Reproduce every line of the items below, requests included, multiplying each coordinate in the answers by 2.35 and rounding to a whole number, with halves rounded up. Keep the numbers in the requests and in their format samples unchanged.

[Stored items]
━━━
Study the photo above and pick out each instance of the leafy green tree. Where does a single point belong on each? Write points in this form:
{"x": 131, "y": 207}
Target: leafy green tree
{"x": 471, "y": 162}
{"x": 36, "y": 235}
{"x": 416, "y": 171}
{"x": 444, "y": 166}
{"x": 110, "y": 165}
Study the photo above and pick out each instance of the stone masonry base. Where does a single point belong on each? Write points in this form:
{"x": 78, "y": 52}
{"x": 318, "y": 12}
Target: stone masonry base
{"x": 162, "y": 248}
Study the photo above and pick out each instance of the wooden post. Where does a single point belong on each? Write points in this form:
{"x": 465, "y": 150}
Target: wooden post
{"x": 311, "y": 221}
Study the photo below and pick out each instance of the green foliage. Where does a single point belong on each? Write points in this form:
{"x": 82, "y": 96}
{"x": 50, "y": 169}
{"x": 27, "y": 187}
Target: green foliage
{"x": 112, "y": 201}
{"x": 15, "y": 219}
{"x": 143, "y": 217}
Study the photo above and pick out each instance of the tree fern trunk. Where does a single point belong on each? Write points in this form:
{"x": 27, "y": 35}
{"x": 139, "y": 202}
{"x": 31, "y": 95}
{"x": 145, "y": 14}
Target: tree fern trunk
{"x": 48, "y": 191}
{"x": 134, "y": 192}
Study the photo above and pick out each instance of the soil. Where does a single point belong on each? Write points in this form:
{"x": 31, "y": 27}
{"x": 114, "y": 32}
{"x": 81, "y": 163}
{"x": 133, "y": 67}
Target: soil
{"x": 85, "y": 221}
━━━
- [Worked answer]
Study the photo above and pick out each instance of the leafy green tree. Where does a single point belong on each? Write points in this form:
{"x": 131, "y": 207}
Target: leafy green tree
{"x": 1107, "y": 381}
{"x": 85, "y": 552}
{"x": 978, "y": 402}
{"x": 1043, "y": 390}
{"x": 259, "y": 388}
Study the photo above and pick out each instance of the stone masonry base. Where does a single point belong on each? Write points in this form:
{"x": 78, "y": 52}
{"x": 318, "y": 12}
Target: stone masonry base
{"x": 381, "y": 583}
Study the photo above and pick out each instance of the wooden post. Where does a single point belong on each? Write points in this form:
{"x": 465, "y": 150}
Target: wooden post
{"x": 731, "y": 519}
Study the photo below and pick out each instance of the green foliage. Where does a single point belong on each? Write points in this form:
{"x": 82, "y": 96}
{"x": 50, "y": 169}
{"x": 27, "y": 187}
Target: green foliage
{"x": 263, "y": 472}
{"x": 35, "y": 515}
{"x": 336, "y": 510}
Study the photo above and pick out each instance of the tree fern trunk. Where does a single point belong on each? Write points in this form:
{"x": 27, "y": 35}
{"x": 139, "y": 202}
{"x": 31, "y": 95}
{"x": 145, "y": 14}
Target: tree fern trunk
{"x": 113, "y": 449}
{"x": 315, "y": 451}
Study the photo above and pick out each instance of the soil. Where does a single point belong on each? Write points in this form:
{"x": 31, "y": 27}
{"x": 114, "y": 32}
{"x": 81, "y": 163}
{"x": 133, "y": 67}
Target: soil
{"x": 200, "y": 519}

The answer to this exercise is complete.